- **Task material**
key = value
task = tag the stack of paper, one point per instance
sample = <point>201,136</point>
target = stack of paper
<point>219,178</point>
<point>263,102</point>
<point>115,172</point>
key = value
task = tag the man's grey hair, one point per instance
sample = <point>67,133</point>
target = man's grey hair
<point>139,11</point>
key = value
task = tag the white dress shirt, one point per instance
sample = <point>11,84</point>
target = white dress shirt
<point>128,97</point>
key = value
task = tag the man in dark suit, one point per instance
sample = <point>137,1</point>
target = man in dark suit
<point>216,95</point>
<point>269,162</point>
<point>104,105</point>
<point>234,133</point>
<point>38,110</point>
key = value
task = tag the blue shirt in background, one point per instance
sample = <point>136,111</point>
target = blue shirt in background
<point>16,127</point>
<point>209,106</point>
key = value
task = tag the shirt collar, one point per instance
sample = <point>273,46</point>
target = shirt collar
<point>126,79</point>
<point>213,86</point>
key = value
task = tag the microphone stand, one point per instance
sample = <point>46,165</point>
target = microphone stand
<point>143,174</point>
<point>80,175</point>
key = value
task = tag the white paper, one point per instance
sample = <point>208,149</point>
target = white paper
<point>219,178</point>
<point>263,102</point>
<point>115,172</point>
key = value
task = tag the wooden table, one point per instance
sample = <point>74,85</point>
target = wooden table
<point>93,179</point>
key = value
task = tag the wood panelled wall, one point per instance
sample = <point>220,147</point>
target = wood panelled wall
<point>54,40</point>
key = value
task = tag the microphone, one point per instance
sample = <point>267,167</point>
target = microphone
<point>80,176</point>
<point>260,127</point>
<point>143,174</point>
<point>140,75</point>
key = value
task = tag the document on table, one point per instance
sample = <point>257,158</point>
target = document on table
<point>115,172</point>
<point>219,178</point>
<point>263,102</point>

- **Exercise task**
Please reproduce the records above word for word, from their first line through the line with "<point>128,97</point>", including that line.

- **Full response**
key = value
task = tag the stack of paper, one point per instance
sample = <point>201,136</point>
target = stack of paper
<point>219,178</point>
<point>263,102</point>
<point>115,172</point>
key = value
task = tag the man's grey hair, one point per instance
sample = <point>67,133</point>
target = man's grey hair
<point>139,11</point>
key = value
task = tag the white dress shirt, one point per instance
sample = <point>11,84</point>
target = white dress shirt
<point>128,97</point>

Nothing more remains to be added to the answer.